Work order:
Omit the pictures and copy the entries exactly.

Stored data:
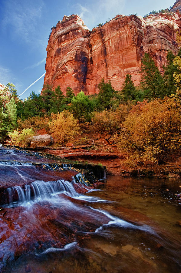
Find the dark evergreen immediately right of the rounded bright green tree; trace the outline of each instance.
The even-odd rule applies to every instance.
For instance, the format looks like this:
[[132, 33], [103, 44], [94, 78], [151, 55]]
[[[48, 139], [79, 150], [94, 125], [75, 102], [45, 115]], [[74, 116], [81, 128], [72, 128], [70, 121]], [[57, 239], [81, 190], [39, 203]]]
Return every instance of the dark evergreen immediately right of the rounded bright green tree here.
[[115, 90], [111, 85], [111, 81], [108, 83], [104, 82], [104, 78], [98, 84], [98, 88], [100, 90], [98, 94], [98, 105], [100, 110], [109, 109], [111, 98], [114, 96]]

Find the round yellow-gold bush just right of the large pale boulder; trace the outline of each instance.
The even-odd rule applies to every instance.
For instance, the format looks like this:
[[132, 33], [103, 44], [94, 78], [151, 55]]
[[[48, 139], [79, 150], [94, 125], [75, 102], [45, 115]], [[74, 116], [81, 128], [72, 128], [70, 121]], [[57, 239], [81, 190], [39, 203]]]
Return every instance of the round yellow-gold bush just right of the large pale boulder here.
[[[52, 117], [55, 117], [52, 115]], [[81, 133], [81, 128], [78, 121], [74, 119], [73, 114], [64, 110], [56, 115], [49, 123], [51, 135], [56, 139], [58, 144], [66, 145], [67, 142], [72, 142], [74, 137]]]

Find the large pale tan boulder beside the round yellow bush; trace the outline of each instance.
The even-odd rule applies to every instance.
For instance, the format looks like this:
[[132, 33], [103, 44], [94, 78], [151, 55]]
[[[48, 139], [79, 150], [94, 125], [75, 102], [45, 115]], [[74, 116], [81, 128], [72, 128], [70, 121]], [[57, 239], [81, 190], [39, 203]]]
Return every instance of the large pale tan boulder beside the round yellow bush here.
[[28, 138], [28, 146], [29, 147], [44, 147], [44, 146], [50, 146], [53, 144], [53, 138], [52, 136], [46, 134], [46, 135], [39, 135], [39, 136], [31, 136]]

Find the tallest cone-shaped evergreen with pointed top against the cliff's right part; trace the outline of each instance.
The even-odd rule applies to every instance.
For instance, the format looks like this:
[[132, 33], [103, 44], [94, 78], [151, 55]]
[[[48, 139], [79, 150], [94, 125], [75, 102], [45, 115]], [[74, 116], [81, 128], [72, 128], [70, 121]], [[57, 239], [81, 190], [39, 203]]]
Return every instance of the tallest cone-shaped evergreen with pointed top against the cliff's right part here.
[[153, 59], [148, 53], [145, 53], [142, 59], [140, 72], [142, 73], [141, 85], [145, 89], [145, 97], [147, 99], [155, 97], [163, 98], [165, 95], [163, 78], [158, 67], [156, 67]]

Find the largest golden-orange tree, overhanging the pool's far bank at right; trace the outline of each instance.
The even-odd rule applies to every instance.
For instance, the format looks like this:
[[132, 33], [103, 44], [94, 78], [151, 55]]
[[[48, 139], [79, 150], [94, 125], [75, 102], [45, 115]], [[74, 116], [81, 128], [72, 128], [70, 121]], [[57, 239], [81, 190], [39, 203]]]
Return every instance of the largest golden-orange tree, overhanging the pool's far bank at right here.
[[173, 99], [157, 99], [133, 106], [114, 135], [119, 150], [129, 152], [128, 165], [156, 163], [181, 149], [181, 116]]

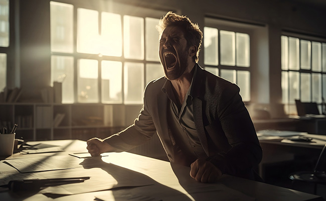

Response:
Find the dark evergreen immediately right of the rounded bright green tree; trace the outline of each instance.
The even-odd rule applies to every instance.
For instance, the format looks like this:
[[132, 33], [103, 44], [94, 78], [151, 55]]
[[[48, 139], [79, 150], [94, 125], [75, 102], [45, 115]], [[74, 116], [81, 128], [72, 128], [70, 121]], [[57, 239], [81, 190], [39, 203]]]
Return every instance of the dark evergreen immediately right of the rounded bright green tree here.
[[115, 90], [111, 85], [111, 81], [108, 83], [104, 82], [104, 78], [98, 84], [98, 88], [100, 90], [98, 94], [98, 105], [100, 110], [109, 109], [111, 98], [114, 96]]

Find the round yellow-gold bush just right of the large pale boulder; trace the outline of each instance.
The even-odd rule applies to every instance.
For instance, the format looks like this:
[[132, 33], [103, 44], [94, 78], [151, 55]]
[[[48, 139], [79, 150], [94, 125], [75, 102], [45, 115]], [[74, 116], [81, 128], [72, 128], [70, 121]], [[57, 239], [81, 190], [39, 203]]]
Return every instance of the round yellow-gold bush just right of the large pale boulder here.
[[[52, 117], [55, 117], [52, 115]], [[81, 133], [81, 128], [78, 121], [74, 119], [73, 114], [64, 110], [56, 115], [49, 123], [51, 135], [56, 139], [58, 144], [66, 145], [67, 142], [72, 142], [74, 137]]]

Find the large pale tan boulder beside the round yellow bush; trace the outline of each instance.
The even-odd rule applies to every instance.
For instance, the format looks like this:
[[132, 33], [103, 44], [94, 78], [151, 55]]
[[[48, 139], [79, 150], [94, 125], [75, 102], [45, 115]], [[74, 116], [81, 128], [72, 128], [70, 121]], [[57, 239], [81, 190], [39, 203]]]
Return every instance of the large pale tan boulder beside the round yellow bush here.
[[28, 138], [28, 146], [29, 147], [44, 147], [44, 146], [50, 146], [53, 144], [53, 138], [52, 136], [46, 134], [46, 135], [39, 135], [39, 136], [31, 136]]

Find the tallest cone-shaped evergreen with pointed top against the cliff's right part; trace the outline of each instance.
The even-odd rule applies to every instance.
For instance, the format looks like this:
[[132, 33], [103, 44], [94, 78], [151, 55]]
[[[48, 139], [79, 150], [94, 125], [75, 102], [45, 115]], [[74, 116], [81, 128], [72, 128], [70, 121]], [[57, 239], [81, 190], [39, 203]]]
Return every instance of the tallest cone-shaped evergreen with pointed top against the cliff's right part here.
[[153, 59], [148, 53], [145, 53], [142, 59], [140, 72], [142, 73], [141, 85], [145, 89], [145, 97], [147, 99], [155, 97], [163, 98], [165, 95], [163, 78], [158, 67], [156, 67]]

Find the largest golden-orange tree, overhanging the pool's far bank at right; trace the outline of each instance.
The even-odd rule applies to every instance.
For instance, the format looks like this:
[[132, 33], [103, 44], [94, 78], [151, 55]]
[[[48, 139], [79, 150], [94, 125], [75, 102], [45, 115]], [[74, 116], [81, 128], [72, 128], [70, 121]], [[57, 239], [81, 190], [39, 203]]]
Return every instance of the largest golden-orange tree, overhanging the pool's far bank at right here.
[[173, 99], [157, 99], [133, 106], [114, 135], [119, 150], [129, 152], [128, 165], [156, 163], [181, 149], [181, 116]]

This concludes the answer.